» WORK TO DO
Pull out each line in the records below that contains the word "tree", and copy those lines in full.

» MATERIAL PROVIDED
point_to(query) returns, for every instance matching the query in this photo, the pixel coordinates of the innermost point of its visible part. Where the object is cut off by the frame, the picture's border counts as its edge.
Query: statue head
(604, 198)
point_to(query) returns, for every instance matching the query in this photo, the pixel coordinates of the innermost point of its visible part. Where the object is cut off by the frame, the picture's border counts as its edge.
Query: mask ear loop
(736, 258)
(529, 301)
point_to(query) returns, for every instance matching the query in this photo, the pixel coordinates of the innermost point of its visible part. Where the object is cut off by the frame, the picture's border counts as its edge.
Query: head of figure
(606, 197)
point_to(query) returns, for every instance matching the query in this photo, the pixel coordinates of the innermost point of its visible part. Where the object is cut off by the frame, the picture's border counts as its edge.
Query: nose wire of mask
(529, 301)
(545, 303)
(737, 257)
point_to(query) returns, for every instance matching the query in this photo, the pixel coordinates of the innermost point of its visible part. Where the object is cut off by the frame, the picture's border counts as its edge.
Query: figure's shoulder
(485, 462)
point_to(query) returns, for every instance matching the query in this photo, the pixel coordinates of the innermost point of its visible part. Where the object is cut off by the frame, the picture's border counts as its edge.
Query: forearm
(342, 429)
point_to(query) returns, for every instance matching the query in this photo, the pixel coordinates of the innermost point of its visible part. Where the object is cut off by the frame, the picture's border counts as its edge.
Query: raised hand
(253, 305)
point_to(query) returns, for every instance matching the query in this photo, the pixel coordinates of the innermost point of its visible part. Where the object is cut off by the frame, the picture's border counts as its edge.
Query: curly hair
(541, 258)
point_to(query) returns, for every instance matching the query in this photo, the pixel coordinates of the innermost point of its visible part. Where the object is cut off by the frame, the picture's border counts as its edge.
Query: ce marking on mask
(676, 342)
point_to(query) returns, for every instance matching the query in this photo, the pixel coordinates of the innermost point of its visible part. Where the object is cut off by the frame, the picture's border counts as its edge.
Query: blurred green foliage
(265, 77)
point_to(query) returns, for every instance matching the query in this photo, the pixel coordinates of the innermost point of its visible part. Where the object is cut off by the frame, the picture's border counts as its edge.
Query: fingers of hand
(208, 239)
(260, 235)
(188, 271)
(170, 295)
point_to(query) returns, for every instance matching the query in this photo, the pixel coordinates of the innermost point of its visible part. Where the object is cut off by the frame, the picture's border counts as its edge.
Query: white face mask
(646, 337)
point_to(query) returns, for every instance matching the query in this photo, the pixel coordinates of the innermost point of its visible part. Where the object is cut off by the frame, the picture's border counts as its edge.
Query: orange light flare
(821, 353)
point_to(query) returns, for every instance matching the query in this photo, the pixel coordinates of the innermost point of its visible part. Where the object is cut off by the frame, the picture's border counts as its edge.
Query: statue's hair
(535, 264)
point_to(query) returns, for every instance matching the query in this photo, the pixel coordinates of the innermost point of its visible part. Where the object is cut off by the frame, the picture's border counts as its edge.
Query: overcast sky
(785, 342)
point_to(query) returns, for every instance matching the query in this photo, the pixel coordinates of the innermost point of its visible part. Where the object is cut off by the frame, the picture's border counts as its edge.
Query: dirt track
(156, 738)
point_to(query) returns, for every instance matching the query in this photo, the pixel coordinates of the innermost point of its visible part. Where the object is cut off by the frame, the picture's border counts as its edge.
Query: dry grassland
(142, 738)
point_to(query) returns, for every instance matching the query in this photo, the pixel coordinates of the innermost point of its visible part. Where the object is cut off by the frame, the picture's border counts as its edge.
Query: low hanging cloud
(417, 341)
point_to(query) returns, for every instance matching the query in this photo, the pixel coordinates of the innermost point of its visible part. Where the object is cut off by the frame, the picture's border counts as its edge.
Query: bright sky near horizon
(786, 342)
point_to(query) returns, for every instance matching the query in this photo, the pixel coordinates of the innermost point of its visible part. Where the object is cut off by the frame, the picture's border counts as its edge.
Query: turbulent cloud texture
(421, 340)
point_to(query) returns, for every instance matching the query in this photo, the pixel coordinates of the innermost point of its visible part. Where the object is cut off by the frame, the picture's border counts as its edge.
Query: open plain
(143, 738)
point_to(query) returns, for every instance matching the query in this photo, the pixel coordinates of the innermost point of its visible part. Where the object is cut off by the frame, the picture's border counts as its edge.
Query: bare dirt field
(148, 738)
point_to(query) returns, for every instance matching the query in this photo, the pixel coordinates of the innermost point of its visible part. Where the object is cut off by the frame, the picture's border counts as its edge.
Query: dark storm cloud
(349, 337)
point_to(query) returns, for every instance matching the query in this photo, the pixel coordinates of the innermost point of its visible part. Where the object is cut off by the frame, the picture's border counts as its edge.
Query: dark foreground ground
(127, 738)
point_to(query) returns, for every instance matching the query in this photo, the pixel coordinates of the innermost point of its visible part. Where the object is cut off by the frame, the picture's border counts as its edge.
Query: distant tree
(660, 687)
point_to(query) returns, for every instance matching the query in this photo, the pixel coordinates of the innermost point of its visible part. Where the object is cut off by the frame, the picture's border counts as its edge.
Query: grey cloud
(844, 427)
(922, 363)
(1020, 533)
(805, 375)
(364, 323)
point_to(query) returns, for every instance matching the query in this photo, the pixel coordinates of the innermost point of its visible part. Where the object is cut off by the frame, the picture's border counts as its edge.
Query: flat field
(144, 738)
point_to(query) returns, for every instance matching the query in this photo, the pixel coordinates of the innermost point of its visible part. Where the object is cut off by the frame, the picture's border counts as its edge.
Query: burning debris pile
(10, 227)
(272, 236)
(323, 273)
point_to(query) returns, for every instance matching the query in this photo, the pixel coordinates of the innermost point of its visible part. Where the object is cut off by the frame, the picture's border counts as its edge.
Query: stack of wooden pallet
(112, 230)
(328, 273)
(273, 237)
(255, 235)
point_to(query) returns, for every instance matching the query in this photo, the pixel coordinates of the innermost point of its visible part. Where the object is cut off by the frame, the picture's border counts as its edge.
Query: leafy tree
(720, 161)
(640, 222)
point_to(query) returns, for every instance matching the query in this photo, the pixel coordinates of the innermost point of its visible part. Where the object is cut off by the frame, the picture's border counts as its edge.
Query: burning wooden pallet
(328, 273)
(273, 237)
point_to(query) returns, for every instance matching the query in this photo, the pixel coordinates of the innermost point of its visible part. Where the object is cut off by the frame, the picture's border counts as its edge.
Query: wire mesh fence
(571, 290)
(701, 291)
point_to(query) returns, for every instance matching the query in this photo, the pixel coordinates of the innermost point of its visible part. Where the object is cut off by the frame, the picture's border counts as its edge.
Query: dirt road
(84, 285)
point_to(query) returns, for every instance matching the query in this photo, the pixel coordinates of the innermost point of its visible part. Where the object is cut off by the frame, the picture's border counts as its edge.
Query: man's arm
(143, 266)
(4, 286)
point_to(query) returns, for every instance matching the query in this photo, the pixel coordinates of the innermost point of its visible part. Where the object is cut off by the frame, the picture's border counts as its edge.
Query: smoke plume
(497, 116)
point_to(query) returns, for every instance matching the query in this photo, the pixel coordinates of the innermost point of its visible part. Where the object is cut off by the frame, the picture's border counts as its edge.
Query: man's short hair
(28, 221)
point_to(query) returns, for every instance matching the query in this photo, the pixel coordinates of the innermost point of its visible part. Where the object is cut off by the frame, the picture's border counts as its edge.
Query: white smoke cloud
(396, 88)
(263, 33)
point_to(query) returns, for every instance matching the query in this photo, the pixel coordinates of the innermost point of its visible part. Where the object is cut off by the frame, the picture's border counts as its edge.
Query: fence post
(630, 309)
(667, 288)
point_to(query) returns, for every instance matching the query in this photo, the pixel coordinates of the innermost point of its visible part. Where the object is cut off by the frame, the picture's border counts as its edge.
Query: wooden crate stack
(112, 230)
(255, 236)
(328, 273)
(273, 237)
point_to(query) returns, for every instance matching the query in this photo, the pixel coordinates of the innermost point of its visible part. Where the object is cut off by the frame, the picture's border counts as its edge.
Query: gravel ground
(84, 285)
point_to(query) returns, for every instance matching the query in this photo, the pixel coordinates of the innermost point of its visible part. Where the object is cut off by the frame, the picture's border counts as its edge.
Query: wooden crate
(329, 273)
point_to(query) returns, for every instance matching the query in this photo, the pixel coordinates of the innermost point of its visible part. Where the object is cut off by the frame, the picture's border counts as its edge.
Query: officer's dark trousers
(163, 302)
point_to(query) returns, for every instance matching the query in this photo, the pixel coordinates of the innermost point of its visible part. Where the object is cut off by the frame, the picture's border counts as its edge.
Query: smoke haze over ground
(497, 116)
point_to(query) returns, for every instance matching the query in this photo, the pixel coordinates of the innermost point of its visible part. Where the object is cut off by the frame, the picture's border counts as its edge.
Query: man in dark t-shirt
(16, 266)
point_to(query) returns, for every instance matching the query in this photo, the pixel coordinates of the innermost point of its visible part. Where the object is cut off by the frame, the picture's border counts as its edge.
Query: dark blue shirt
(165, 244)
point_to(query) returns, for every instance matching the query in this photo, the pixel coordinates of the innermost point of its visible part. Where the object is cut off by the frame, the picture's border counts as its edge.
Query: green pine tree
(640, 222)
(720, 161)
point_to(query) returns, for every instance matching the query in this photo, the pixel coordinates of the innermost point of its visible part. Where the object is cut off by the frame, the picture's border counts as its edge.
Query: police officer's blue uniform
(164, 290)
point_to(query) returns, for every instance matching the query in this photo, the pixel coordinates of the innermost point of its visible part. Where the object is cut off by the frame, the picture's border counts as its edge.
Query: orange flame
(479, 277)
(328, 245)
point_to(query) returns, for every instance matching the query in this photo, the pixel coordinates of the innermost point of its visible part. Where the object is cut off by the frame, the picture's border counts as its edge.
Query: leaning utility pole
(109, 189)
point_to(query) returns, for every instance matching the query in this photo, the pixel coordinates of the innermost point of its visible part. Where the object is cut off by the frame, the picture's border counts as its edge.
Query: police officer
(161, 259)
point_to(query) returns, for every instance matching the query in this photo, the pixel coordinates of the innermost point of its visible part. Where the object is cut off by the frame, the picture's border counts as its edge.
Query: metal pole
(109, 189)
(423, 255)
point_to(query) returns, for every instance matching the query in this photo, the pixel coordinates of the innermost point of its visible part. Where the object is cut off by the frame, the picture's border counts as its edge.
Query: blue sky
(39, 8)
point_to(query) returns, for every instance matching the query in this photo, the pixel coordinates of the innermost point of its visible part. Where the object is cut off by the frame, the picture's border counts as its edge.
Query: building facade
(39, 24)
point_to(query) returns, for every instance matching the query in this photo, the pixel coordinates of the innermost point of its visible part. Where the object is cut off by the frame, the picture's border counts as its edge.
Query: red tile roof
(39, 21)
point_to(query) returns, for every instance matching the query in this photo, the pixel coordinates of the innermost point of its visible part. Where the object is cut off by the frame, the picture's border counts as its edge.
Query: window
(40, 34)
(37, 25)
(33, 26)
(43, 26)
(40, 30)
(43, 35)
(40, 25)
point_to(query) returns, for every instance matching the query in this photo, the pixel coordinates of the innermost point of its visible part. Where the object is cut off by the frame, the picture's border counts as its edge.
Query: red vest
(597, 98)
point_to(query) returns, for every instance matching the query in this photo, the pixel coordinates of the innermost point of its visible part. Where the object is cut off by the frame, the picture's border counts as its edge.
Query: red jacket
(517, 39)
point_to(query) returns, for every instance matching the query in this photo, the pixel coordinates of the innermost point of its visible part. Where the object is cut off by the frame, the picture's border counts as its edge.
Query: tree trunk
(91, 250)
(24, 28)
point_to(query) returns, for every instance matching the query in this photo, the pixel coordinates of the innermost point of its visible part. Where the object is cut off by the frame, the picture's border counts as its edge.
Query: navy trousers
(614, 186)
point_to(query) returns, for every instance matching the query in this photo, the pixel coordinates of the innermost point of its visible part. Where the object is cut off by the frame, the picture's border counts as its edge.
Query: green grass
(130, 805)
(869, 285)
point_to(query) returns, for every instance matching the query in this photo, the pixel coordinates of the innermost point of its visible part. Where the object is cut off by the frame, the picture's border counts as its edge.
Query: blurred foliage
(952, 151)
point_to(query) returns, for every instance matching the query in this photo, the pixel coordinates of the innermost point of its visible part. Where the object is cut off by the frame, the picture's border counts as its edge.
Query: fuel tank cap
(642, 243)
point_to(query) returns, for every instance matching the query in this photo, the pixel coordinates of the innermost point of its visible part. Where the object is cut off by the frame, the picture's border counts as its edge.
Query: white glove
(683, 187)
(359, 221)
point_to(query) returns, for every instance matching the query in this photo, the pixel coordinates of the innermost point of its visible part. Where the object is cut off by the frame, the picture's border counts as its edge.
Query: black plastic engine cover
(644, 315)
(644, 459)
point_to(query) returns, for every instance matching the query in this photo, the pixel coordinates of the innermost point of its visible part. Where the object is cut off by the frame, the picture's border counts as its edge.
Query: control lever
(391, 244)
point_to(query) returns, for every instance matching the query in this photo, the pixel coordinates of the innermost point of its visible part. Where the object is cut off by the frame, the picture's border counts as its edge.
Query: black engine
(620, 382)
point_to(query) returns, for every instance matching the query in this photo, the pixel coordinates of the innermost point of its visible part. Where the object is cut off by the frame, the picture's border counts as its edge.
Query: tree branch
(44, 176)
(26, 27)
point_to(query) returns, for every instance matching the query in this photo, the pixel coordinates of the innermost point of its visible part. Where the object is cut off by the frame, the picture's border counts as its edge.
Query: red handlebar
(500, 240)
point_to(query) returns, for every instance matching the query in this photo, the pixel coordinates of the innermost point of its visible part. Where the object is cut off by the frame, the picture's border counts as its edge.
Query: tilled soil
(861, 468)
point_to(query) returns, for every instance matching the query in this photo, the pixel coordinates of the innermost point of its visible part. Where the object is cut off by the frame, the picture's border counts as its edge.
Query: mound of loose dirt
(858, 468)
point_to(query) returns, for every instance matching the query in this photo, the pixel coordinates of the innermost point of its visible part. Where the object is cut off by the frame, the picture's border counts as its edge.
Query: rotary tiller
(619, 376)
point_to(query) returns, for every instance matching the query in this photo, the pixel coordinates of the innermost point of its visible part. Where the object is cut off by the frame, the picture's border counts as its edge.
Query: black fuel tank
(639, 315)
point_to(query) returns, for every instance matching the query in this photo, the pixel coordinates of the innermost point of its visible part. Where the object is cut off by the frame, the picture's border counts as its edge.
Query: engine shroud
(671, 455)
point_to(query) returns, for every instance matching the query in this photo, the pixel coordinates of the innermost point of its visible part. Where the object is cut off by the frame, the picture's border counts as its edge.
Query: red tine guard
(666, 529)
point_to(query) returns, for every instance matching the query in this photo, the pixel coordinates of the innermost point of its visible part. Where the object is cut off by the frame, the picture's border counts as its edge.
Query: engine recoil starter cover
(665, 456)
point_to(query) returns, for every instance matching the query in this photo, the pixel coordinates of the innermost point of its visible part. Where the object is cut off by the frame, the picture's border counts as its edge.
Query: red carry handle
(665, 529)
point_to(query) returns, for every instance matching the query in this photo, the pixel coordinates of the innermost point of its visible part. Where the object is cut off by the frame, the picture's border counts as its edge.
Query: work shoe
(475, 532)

» OUTPUT BELOW
Query: distant tree
Query: leafy tree
Query: green pine tree
Query: tree trunk
Query: tree branch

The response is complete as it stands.